PROVIDED PASSAGE Block Start
There is for example a damning statement on leadership in the CQC report where it says:

“We are not assured all leaders had the skills and abilities to run the service. We were concerned that leaders with the service were not effective at implementing meaningful changes that improves safety.”

On midwifery staffing, after many experienced midwives had left, the CQC noted:

“The service did not have enough maternity staff with the right qualifications, skills, training and experience to keep women safe from avoidable harm and to provide the right care and treatment. Managers did not always review and adjust staffing levels and skill mix.”

Again, on service delivery to meet the needs of local people:

“The service did not plan or provide care in any way that met the needs of local people and the community it serves.”

This is something many community midwives spoke about saying they were not able to provide the vital services required to mothers following births in South Tyneside. It did not meet the needs of the people of South Tyneside and it is certainly not now meeting the needs of the people of Sunderland.

Some other points include:

“The service did not have effective systems and processes to safely prescribe and administer, record and store medicines.

The design and environment did not always follow national guidance. We found the second emergency theatre was not fit for purpose.”
PROVIDED PASSAGE Block End
EXCERPTED RECORDS Block Start
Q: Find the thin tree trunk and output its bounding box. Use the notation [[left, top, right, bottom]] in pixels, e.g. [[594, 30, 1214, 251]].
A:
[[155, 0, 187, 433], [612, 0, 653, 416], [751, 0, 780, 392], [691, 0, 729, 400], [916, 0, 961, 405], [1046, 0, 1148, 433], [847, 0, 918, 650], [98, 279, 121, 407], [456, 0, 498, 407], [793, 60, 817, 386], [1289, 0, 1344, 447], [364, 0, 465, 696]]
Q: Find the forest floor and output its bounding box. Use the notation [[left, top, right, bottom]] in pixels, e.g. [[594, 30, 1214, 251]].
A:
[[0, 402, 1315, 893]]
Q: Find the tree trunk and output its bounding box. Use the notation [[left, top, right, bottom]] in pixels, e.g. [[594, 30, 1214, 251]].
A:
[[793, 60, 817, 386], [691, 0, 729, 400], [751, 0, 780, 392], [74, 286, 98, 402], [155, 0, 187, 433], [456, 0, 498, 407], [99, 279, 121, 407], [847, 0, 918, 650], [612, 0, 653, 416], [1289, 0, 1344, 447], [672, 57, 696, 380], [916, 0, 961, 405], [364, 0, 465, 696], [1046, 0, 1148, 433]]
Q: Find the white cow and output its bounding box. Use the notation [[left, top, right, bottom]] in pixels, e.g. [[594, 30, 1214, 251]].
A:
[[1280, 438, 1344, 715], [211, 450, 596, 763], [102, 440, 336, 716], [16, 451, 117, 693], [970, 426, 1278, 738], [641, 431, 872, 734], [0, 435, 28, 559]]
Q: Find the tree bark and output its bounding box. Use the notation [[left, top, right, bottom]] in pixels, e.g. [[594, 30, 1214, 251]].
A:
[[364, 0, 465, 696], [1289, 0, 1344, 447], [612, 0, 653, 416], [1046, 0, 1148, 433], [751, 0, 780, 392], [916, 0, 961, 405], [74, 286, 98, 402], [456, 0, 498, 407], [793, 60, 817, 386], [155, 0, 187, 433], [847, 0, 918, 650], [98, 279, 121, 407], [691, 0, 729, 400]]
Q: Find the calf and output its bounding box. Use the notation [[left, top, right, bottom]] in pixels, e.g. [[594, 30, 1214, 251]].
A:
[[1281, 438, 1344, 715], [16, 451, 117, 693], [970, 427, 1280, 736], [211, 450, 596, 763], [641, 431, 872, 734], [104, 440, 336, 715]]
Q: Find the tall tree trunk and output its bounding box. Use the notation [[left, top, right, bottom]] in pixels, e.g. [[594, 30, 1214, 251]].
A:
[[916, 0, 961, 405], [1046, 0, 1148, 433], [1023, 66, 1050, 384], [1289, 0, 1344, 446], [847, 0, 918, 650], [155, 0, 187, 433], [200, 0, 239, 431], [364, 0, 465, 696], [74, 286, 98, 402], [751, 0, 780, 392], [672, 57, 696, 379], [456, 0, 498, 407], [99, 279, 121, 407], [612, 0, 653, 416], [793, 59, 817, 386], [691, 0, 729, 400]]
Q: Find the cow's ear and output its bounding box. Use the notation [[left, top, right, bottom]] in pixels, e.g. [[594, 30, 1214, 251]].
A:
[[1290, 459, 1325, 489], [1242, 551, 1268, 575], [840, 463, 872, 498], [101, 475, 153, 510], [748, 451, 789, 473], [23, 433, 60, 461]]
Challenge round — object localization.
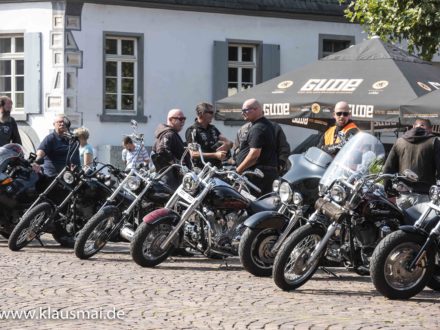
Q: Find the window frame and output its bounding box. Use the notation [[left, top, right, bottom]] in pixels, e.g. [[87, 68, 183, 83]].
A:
[[0, 33, 26, 115], [100, 31, 148, 123], [318, 34, 355, 60]]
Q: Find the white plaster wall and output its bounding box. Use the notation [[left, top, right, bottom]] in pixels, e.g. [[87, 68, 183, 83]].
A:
[[73, 4, 364, 153], [0, 2, 53, 140]]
EXCERPTED RECORDS Block End
WORK TO COMPLETE:
a – Decide whether each statement agrees with the CQC excerpt, answering yes or no and quoting the deciding words: (i) The CQC found the second emergency theatre unfit for purpose. (ii) The CQC reported that managers always reviewed and adjusted staffing levels. (iii) Community midwives said they could provide the vital services mothers needed after births in South Tyneside.
b – According to the CQC excerpt, what did the service lack for handling medicines safely?
c – Please copy the CQC excerpt word for word between "Again, on service" and "and store medicines.", inclusive.
The data has nothing to do with the CQC excerpt.

SOLUTIONS PER TASK:
a –
(i) Yes: "We found the second emergency theatre was not fit for purpose."
(ii) No: "Managers did not always review and adjust staffing levels and skill mix."
(iii) No: "they were not able to provide the vital services required to mothers following births in South Tyneside"

b – Effective systems and processes to safely prescribe and administer, record and store medicines.

c –
Again, on service delivery to meet the needs of local people:

“The service did not plan or provide care in any way that met the needs of local people and the community it serves.”

This is something many community midwives spoke about saying they were not able to provide the vital services required to mothers following births in South Tyneside. It did not meet the needs of the people of South Tyneside and it is certainly not now meeting the needs of the people of Sunderland.

Some other points include:

“The service did not have effective systems and processes to safely prescribe and administer, record and store medicines.